## BEGIN READING TEXT

Stanford NER CRF FAQ

Questions

  1. How can I train my own NER model?
  2. That wasn't enough information. Can you really tell me how can I train my own NER model?
  3. How can I train an NER model using less memory?
  4. For our Web 5.0 system, can I set the Stanford NER system up to allow single-jar deployment rather than it having to load NER models from separate files?
  5. Why do I get compilation errors when I try to compile recent versions of the source code (such as the 2008-05-07 version)?

Questions with answers

  1. How can I train my own NER model?

    The documentation for training your own classifier is certainly somewhere between bad and non-existent. But nevertheless, you should look through the Javadoc for at least the classes CRFClassifier and NERFeatureFactory.

    Basically, the training data should be in tab-separated columns, and you define the meaning of those columns via a map. You define the data file, the map, and what features to generate via a properties file. There is considerable documentation of what features different properties generate in the Javadoc of NERFeatureFactory, though ultimately you have to go to the source code to answer some questions....

    Here's a sample NER properties file:

    trainFile = training-data.col
    serializeTo = ner-model.ser.gz
    map = word=0,answer=1
    
    useClassFeature=true
    useWord=true
    useNGrams=true
    noMidNGrams=true
    maxNGramLeng=6
    usePrev=true
    useNext=true
    useSequences=true
    usePrevSequences=true
    maxLeft=1
    useTypeSeqs=true
    useTypeSeqs2=true
    useTypeySequences=true
    wordShape=chris2useLC
    useDisjunctive=true
    
  2. That wasn't enough information. Can you really tell me how can I train my own NER model?

## END READING TEXT

STATED GOAL 1 -> In the Stanford NER FAQ, what format should the training data for an NER model be in?
STATED GOAL 2 -> Continue the Stanford NER FAQ from the last line shown, writing the answer to its second question.

## BEGIN SUPPLIED MATERIAL

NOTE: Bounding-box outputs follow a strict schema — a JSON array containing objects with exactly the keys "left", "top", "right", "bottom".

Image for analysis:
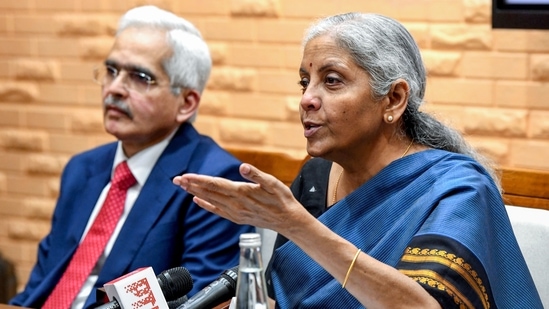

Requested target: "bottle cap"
[{"left": 240, "top": 233, "right": 261, "bottom": 247}]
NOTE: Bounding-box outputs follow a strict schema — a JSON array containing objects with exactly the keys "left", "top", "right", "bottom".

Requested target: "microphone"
[
  {"left": 96, "top": 266, "right": 193, "bottom": 309},
  {"left": 176, "top": 266, "right": 238, "bottom": 309}
]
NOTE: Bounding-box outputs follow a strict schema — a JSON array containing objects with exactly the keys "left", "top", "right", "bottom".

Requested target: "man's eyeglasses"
[{"left": 93, "top": 65, "right": 158, "bottom": 93}]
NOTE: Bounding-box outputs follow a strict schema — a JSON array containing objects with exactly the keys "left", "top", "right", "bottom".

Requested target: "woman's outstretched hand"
[{"left": 173, "top": 163, "right": 302, "bottom": 230}]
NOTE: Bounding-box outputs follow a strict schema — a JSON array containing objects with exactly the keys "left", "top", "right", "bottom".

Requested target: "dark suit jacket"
[{"left": 10, "top": 124, "right": 254, "bottom": 308}]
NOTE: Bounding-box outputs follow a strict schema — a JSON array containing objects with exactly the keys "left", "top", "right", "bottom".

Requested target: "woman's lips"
[{"left": 303, "top": 123, "right": 321, "bottom": 138}]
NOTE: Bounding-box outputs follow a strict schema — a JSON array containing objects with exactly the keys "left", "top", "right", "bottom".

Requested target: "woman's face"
[{"left": 299, "top": 35, "right": 384, "bottom": 161}]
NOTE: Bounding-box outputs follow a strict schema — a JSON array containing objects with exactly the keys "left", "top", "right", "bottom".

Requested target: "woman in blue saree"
[{"left": 174, "top": 13, "right": 542, "bottom": 309}]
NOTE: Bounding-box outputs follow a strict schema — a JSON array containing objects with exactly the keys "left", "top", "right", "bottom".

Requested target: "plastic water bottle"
[{"left": 236, "top": 233, "right": 269, "bottom": 309}]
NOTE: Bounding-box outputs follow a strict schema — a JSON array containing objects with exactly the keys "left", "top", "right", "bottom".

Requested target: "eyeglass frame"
[{"left": 93, "top": 62, "right": 167, "bottom": 93}]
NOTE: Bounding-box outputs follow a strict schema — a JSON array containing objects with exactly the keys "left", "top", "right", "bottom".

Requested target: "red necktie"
[{"left": 42, "top": 161, "right": 136, "bottom": 309}]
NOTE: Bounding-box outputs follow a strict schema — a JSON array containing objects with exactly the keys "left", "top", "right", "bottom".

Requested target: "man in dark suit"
[{"left": 10, "top": 6, "right": 253, "bottom": 309}]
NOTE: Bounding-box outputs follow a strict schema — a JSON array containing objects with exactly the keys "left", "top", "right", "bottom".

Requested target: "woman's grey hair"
[
  {"left": 303, "top": 12, "right": 501, "bottom": 191},
  {"left": 116, "top": 5, "right": 212, "bottom": 122}
]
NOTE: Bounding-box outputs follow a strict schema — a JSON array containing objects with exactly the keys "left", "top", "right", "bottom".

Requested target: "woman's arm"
[{"left": 174, "top": 164, "right": 440, "bottom": 309}]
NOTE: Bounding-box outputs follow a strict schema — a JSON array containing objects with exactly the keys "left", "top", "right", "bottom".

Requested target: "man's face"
[{"left": 102, "top": 28, "right": 188, "bottom": 156}]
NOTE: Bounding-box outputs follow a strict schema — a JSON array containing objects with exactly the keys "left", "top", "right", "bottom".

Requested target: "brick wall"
[{"left": 0, "top": 0, "right": 549, "bottom": 294}]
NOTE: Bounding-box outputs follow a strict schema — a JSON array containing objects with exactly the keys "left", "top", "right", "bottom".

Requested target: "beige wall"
[{"left": 0, "top": 0, "right": 549, "bottom": 292}]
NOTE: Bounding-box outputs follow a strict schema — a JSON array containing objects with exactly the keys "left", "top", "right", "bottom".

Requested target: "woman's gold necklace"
[{"left": 332, "top": 139, "right": 414, "bottom": 205}]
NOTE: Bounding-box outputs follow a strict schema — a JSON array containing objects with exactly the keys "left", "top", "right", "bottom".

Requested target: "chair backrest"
[
  {"left": 506, "top": 205, "right": 549, "bottom": 308},
  {"left": 500, "top": 167, "right": 549, "bottom": 210}
]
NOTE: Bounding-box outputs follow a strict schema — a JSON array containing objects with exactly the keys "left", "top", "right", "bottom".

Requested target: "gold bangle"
[{"left": 341, "top": 249, "right": 362, "bottom": 289}]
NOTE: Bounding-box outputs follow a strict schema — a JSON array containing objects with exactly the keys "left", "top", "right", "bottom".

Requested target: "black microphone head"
[{"left": 156, "top": 266, "right": 193, "bottom": 301}]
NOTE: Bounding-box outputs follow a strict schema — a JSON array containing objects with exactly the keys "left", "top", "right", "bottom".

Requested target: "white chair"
[{"left": 506, "top": 205, "right": 549, "bottom": 308}]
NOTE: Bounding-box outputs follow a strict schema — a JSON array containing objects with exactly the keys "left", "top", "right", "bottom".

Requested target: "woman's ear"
[
  {"left": 176, "top": 89, "right": 200, "bottom": 123},
  {"left": 383, "top": 78, "right": 410, "bottom": 123}
]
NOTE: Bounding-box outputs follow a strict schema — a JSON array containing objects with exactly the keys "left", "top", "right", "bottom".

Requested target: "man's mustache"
[{"left": 103, "top": 95, "right": 133, "bottom": 119}]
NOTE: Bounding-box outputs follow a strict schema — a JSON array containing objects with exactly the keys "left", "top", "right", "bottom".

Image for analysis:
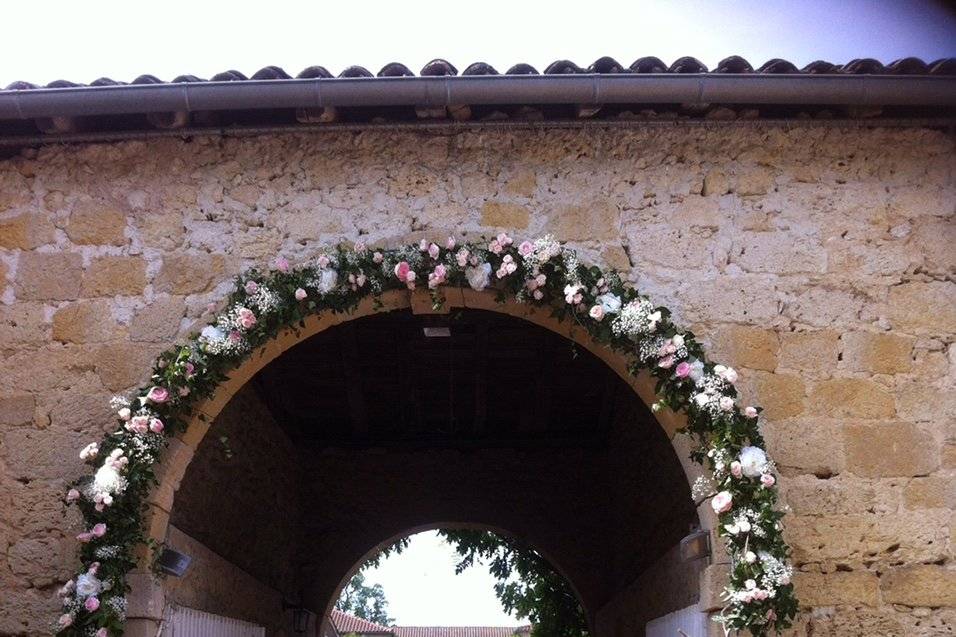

## END SUPPLIED MATERIAL

EXPECTED OUTPUT 1 -> Tab-separated columns, whose meaning is defined via a map.

EXPECTED OUTPUT 2 ->
    Oh, okay. Here's an example. Suppose we want to build a NER system for Jane Austen novels. We might train it on chapter 1 of Emma. Download that file. You can convert it to one token per line with our tokenizer with the following command:

    java -cp stanford-ner.jar edu.stanford.nlp.process.PTBTokenizer jane-austen-emma-ch1.txt > jane-austen-emma-ch1.tok

    We then need to make training data where we label the entities. There are various annotation tools available, or you could do this by hand in a text editor. One way is to default to making everything an other (for which the default label is "O" in our software) and then to hand-label the real entities in a text editor. The first step can be done with Perl using this command:

    perl -ne 'chomp; print "$_\tO\n"' jane-austen-emma-ch1.tok

    and if you don't want to do the second, you can skip to downloading our input file. We have marked only one entity type, PERS for person name, but you could easily add a second entity type such as LOC for location, to this data.

    You will then also want some test data to see how well the system is doing. You can download the text of chapter 2 of Emma and the gold standard annotated version of chapter 2.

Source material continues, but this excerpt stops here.